(Referring expression data)
=== Section Start ===
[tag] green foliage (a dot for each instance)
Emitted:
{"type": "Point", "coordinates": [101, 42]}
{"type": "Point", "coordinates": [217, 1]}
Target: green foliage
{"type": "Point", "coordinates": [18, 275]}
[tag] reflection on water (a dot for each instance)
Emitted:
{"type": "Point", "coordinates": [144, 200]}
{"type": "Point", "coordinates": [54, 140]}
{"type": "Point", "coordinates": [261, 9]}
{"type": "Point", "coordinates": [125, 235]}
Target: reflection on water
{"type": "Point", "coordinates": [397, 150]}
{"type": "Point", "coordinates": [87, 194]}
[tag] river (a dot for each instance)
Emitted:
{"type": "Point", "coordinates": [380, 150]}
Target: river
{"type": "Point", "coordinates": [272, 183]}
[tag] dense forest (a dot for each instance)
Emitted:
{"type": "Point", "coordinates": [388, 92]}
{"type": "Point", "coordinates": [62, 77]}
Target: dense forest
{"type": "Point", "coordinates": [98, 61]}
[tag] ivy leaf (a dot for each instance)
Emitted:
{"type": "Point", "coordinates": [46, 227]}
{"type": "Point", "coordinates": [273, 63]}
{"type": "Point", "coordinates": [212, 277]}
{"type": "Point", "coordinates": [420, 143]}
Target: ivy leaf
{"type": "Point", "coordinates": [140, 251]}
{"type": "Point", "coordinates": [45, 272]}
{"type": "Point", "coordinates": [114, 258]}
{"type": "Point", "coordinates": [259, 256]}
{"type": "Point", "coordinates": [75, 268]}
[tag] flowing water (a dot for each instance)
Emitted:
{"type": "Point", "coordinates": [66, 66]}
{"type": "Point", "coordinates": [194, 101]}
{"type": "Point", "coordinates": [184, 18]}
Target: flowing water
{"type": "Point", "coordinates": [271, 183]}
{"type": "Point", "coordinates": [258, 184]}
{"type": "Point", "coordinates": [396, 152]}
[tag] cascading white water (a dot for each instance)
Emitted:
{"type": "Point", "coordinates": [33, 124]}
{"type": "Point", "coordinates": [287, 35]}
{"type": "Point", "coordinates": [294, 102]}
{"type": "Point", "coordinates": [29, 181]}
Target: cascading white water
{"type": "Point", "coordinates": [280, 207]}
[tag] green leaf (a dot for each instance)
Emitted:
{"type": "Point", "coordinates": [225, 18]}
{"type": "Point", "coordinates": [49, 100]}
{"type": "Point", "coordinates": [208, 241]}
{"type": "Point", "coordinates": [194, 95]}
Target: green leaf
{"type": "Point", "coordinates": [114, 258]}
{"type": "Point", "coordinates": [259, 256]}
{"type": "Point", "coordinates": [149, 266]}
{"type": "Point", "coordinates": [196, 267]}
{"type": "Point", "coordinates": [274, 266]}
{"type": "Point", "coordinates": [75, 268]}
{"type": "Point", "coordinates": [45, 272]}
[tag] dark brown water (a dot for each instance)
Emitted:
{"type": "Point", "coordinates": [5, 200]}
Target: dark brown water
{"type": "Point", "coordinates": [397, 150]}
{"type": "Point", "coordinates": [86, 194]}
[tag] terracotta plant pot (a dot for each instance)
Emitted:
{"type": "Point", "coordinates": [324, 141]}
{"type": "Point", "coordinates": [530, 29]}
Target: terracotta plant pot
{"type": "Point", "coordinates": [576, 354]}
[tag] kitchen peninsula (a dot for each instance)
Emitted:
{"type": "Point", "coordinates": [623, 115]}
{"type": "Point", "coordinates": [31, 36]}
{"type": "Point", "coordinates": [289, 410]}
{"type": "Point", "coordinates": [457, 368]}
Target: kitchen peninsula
=== Section End ===
What is required
Copy, character for character, the lines from the line that holds "Target: green leaf" through the final line of the records above.

Exercise result
Target: green leaf
{"type": "Point", "coordinates": [114, 258]}
{"type": "Point", "coordinates": [259, 256]}
{"type": "Point", "coordinates": [149, 266]}
{"type": "Point", "coordinates": [196, 267]}
{"type": "Point", "coordinates": [274, 266]}
{"type": "Point", "coordinates": [75, 268]}
{"type": "Point", "coordinates": [45, 272]}
[tag] dark brown water (a dot for each instance)
Emitted:
{"type": "Point", "coordinates": [5, 200]}
Target: dark brown water
{"type": "Point", "coordinates": [397, 150]}
{"type": "Point", "coordinates": [86, 194]}
[tag] terracotta plant pot (a dot for each instance)
Emitted:
{"type": "Point", "coordinates": [324, 141]}
{"type": "Point", "coordinates": [530, 29]}
Target: terracotta plant pot
{"type": "Point", "coordinates": [576, 354]}
[tag] kitchen peninsula (a dot for each instance)
Emitted:
{"type": "Point", "coordinates": [623, 115]}
{"type": "Point", "coordinates": [31, 36]}
{"type": "Point", "coordinates": [289, 410]}
{"type": "Point", "coordinates": [457, 368]}
Target: kitchen peninsula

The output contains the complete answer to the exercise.